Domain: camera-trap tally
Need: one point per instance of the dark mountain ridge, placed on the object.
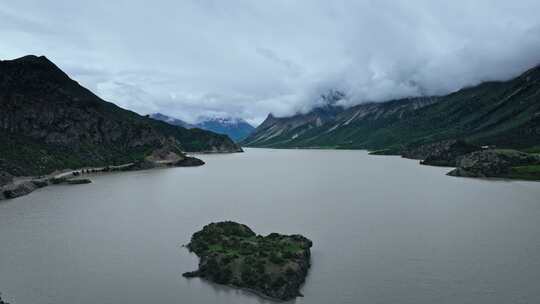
(49, 122)
(503, 114)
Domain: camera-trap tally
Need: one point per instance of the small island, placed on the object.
(273, 266)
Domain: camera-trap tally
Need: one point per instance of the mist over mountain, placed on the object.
(248, 59)
(236, 128)
(501, 114)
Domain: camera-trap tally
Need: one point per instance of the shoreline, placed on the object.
(420, 161)
(24, 185)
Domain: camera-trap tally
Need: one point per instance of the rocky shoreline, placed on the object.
(274, 266)
(499, 163)
(13, 187)
(469, 160)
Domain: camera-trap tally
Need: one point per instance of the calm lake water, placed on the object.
(385, 230)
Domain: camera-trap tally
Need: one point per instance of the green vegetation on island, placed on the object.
(274, 266)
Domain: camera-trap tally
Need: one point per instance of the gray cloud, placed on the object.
(248, 58)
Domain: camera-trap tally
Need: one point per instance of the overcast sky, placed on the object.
(249, 58)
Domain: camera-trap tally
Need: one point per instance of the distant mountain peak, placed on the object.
(234, 127)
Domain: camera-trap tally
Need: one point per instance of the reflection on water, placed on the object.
(385, 230)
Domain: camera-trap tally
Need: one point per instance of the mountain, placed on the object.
(171, 120)
(503, 113)
(236, 128)
(50, 122)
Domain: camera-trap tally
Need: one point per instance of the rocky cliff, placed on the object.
(503, 114)
(49, 122)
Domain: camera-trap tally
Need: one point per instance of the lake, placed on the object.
(385, 230)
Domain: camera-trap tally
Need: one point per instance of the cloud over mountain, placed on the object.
(245, 58)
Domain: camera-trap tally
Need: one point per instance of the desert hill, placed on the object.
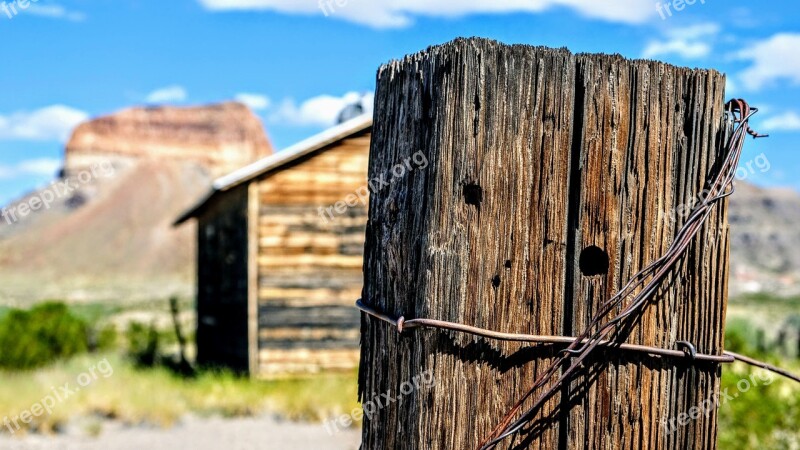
(107, 232)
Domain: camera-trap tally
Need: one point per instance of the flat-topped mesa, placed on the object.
(222, 137)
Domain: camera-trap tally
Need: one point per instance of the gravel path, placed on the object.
(197, 434)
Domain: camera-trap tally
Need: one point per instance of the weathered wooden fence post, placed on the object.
(548, 180)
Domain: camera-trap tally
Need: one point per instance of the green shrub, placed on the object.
(143, 344)
(46, 333)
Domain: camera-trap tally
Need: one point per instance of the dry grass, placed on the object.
(157, 397)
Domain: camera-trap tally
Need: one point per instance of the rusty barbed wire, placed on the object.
(587, 341)
(580, 347)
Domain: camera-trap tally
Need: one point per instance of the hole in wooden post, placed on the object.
(593, 261)
(473, 194)
(496, 281)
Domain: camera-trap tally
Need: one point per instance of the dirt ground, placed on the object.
(196, 434)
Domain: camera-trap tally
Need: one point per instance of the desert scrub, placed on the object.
(41, 335)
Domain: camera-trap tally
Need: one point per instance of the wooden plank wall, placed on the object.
(222, 282)
(310, 261)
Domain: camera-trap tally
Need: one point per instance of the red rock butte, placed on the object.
(222, 137)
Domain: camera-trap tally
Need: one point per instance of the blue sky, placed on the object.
(297, 62)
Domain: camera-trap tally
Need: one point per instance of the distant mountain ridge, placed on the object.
(129, 175)
(135, 171)
(765, 240)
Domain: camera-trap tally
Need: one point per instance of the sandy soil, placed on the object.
(196, 434)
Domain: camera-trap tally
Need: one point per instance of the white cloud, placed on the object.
(169, 94)
(45, 167)
(401, 13)
(773, 59)
(256, 102)
(318, 111)
(690, 43)
(50, 123)
(56, 12)
(789, 121)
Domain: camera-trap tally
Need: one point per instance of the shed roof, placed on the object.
(280, 159)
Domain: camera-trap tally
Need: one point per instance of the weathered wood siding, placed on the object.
(309, 263)
(222, 282)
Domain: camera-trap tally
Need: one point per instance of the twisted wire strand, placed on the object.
(741, 113)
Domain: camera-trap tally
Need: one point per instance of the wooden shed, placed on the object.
(279, 261)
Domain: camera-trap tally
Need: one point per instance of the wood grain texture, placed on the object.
(309, 261)
(536, 155)
(222, 283)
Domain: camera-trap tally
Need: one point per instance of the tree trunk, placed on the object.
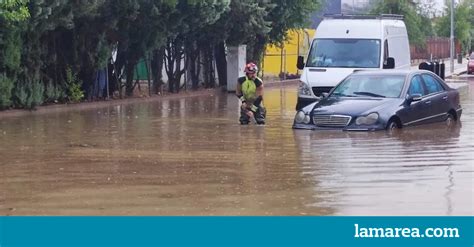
(157, 69)
(221, 63)
(129, 85)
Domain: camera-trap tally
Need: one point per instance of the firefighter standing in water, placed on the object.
(250, 92)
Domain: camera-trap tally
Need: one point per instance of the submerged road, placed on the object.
(189, 156)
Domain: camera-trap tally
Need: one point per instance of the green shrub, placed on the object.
(6, 86)
(54, 93)
(75, 92)
(28, 94)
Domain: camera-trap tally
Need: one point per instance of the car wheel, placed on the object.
(393, 126)
(450, 120)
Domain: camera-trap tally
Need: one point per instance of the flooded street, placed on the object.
(190, 156)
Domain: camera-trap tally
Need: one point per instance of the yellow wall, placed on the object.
(298, 41)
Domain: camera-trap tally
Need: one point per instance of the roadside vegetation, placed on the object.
(55, 51)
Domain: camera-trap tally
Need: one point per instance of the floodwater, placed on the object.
(189, 156)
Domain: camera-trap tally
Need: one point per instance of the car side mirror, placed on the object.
(389, 63)
(300, 63)
(414, 98)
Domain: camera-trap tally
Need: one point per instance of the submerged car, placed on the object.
(383, 99)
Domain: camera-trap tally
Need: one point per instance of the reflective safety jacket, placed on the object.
(249, 87)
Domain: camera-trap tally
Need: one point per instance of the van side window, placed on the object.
(385, 51)
(416, 86)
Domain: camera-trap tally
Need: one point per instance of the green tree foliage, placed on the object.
(13, 14)
(463, 22)
(52, 50)
(413, 21)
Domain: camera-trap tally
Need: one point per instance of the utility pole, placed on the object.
(452, 37)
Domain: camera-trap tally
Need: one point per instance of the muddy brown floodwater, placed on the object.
(190, 156)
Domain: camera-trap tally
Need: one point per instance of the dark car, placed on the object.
(470, 64)
(383, 99)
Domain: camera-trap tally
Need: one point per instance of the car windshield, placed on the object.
(345, 53)
(380, 86)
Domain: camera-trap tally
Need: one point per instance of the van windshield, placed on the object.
(345, 53)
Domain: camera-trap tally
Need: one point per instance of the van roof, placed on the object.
(365, 28)
(381, 16)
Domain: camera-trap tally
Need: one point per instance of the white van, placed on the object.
(346, 43)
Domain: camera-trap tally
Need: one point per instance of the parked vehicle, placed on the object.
(384, 99)
(344, 44)
(470, 64)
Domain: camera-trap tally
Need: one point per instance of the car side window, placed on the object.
(432, 85)
(416, 86)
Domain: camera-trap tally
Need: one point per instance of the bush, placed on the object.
(75, 92)
(6, 86)
(28, 94)
(53, 94)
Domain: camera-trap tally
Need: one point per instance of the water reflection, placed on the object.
(191, 157)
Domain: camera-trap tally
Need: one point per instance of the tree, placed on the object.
(13, 14)
(413, 21)
(463, 23)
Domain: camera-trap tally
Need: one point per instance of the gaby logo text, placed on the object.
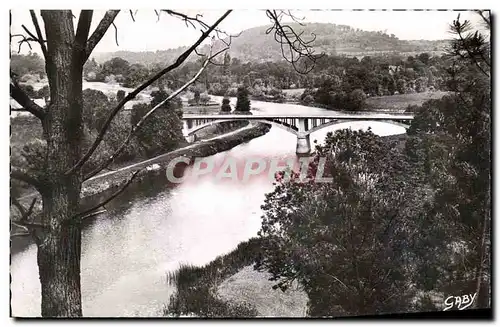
(459, 302)
(243, 170)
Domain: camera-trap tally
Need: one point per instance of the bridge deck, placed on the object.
(363, 116)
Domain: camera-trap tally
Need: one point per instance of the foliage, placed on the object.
(334, 39)
(401, 218)
(31, 63)
(29, 90)
(120, 95)
(135, 75)
(44, 92)
(162, 131)
(242, 101)
(196, 286)
(116, 66)
(95, 108)
(225, 107)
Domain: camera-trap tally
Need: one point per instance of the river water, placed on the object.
(153, 228)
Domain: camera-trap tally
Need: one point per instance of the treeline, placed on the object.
(406, 221)
(161, 132)
(330, 83)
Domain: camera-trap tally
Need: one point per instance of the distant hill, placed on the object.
(255, 45)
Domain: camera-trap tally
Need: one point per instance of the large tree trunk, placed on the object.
(59, 251)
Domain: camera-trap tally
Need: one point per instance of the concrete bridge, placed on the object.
(300, 125)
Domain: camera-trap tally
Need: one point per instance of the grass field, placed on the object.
(401, 101)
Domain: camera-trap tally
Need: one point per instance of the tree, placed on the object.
(226, 107)
(463, 197)
(60, 165)
(120, 95)
(116, 66)
(95, 108)
(349, 242)
(242, 101)
(57, 174)
(44, 93)
(91, 66)
(197, 96)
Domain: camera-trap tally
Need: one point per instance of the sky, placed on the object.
(148, 33)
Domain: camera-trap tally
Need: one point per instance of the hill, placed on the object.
(255, 45)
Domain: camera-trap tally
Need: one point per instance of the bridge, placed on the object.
(300, 125)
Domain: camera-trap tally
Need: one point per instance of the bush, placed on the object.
(356, 100)
(242, 103)
(204, 99)
(226, 107)
(162, 131)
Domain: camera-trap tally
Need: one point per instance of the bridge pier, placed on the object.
(303, 145)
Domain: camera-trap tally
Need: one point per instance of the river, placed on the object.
(151, 229)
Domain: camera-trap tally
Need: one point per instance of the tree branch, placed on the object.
(89, 212)
(143, 86)
(136, 127)
(24, 214)
(99, 32)
(24, 100)
(39, 33)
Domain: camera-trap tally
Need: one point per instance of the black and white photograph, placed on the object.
(250, 163)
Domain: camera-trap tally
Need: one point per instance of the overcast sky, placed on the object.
(149, 34)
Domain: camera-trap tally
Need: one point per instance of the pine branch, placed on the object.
(136, 127)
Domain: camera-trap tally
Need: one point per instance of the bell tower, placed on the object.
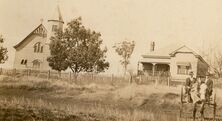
(55, 23)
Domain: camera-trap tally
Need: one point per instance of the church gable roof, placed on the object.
(40, 31)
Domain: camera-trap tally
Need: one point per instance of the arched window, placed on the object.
(54, 28)
(36, 64)
(24, 62)
(38, 47)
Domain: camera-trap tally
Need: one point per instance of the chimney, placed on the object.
(152, 46)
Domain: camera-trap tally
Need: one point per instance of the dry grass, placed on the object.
(91, 101)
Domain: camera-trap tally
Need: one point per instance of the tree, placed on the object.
(57, 59)
(3, 51)
(217, 66)
(125, 50)
(81, 49)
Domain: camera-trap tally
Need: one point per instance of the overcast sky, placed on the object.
(197, 23)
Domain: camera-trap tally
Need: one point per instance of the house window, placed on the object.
(38, 48)
(54, 28)
(36, 64)
(183, 69)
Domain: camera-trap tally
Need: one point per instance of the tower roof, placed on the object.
(57, 16)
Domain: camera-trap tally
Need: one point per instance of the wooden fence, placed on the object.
(87, 77)
(49, 74)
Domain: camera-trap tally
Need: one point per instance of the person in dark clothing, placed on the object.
(188, 85)
(209, 84)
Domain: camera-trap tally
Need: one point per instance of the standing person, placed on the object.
(209, 84)
(188, 85)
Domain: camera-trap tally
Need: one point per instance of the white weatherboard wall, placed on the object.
(183, 57)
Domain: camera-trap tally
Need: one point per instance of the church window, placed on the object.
(22, 61)
(36, 64)
(38, 48)
(41, 49)
(54, 28)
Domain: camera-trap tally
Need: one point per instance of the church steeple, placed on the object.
(57, 17)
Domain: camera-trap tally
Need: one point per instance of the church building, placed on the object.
(33, 50)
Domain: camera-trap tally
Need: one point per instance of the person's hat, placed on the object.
(207, 74)
(191, 73)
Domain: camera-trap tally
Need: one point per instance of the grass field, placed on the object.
(56, 100)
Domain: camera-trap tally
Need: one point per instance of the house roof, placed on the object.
(40, 30)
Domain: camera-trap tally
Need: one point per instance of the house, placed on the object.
(33, 50)
(173, 61)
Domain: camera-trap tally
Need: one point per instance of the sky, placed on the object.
(195, 23)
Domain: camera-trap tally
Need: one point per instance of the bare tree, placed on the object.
(125, 50)
(217, 66)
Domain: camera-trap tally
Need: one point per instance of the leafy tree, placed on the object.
(125, 50)
(57, 60)
(81, 49)
(217, 66)
(3, 51)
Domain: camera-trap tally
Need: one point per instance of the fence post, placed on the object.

*****

▶ **What to do**: Which lines above contain the string "green", matching case? Copy out every such line in full, in its original order.

▶ **The solution**:
Need: one point per instance of the green vegetation on island, placed on the object.
Need: one point per instance of the green shrub, placed on the object.
Need: one point per instance of the green shrub, placed on the object.
Need: one point per instance of the green tree foliage, placed on the object.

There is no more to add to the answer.